GIVEN INSTRUCTION
Please reproduce the material below word for word, from the line with "Practice. Spot the window shutter" up to and including the line with "Target: window shutter", and nothing else. Leave the pictures out of your answer.

DATA FOR THE TASK

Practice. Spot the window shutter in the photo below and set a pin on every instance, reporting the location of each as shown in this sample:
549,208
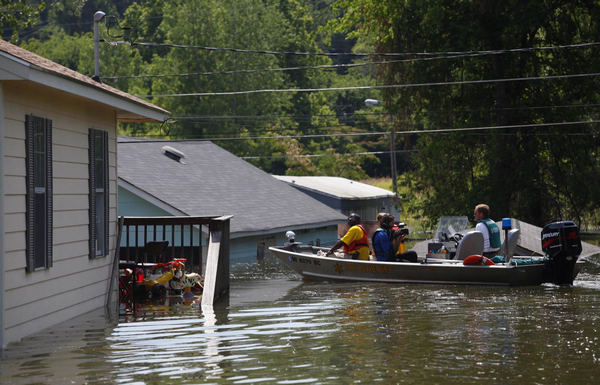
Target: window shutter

==

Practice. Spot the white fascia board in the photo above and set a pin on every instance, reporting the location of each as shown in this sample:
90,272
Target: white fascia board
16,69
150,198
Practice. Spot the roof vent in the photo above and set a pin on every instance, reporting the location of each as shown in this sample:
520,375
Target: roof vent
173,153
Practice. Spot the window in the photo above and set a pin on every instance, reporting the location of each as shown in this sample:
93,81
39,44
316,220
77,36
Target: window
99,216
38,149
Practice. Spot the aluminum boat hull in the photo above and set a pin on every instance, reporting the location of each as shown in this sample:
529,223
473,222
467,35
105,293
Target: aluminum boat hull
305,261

TASK SOLUTION
Practice. Spot the window shutter in the photo below and set a pin on every instance, reporting the location of each as shown in this sample:
549,208
Target: window shutter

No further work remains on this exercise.